_PROBLEM DETAILS_
Reproduce the data verbatim, starting at its first line and stopping after the line that contains "(1003, 754)".

_GIVEN RECORDS_

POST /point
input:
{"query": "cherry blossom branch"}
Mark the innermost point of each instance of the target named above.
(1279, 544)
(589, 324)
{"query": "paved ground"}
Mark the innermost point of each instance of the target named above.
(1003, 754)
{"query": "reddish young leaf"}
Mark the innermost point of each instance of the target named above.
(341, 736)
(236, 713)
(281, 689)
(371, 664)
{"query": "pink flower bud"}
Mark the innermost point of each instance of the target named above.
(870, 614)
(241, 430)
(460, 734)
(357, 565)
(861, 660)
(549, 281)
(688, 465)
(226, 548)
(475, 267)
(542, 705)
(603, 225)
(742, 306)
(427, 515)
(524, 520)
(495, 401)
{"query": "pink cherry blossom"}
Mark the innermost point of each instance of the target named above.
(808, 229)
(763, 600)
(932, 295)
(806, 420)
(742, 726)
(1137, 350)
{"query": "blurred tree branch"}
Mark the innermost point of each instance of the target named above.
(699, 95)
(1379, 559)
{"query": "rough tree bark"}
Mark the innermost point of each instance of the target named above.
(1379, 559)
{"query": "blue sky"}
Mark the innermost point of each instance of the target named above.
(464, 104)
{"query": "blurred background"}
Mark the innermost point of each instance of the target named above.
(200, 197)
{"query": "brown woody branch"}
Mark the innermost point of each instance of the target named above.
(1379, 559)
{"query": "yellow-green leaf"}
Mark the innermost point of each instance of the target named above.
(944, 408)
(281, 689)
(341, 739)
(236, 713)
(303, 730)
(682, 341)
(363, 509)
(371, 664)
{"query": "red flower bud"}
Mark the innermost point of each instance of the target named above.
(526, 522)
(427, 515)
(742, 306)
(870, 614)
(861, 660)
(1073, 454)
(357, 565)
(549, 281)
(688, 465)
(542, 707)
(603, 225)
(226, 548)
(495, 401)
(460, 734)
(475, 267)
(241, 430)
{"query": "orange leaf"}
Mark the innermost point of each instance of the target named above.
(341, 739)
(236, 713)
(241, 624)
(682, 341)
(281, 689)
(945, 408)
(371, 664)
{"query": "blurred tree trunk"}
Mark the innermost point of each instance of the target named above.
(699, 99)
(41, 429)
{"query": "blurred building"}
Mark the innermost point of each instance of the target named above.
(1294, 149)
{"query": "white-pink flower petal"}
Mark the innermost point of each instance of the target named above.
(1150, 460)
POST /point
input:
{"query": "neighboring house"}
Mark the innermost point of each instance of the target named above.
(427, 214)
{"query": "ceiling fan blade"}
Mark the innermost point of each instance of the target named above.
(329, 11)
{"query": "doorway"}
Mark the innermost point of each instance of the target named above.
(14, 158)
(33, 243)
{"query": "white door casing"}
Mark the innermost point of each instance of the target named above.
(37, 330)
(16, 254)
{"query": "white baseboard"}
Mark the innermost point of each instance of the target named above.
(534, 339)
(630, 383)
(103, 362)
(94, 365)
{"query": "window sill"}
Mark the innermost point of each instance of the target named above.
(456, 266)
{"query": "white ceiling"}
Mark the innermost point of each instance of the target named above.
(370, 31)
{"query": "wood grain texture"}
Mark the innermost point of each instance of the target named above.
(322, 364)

_EXERCISE RESPONSE_
POST /point
input:
{"query": "cherry blossom branch"}
Mark the innermost point of each instance of the target named above.
(1279, 544)
(589, 324)
{"query": "paved ground"}
Mark the innermost point of each instance of the target named above.
(1003, 754)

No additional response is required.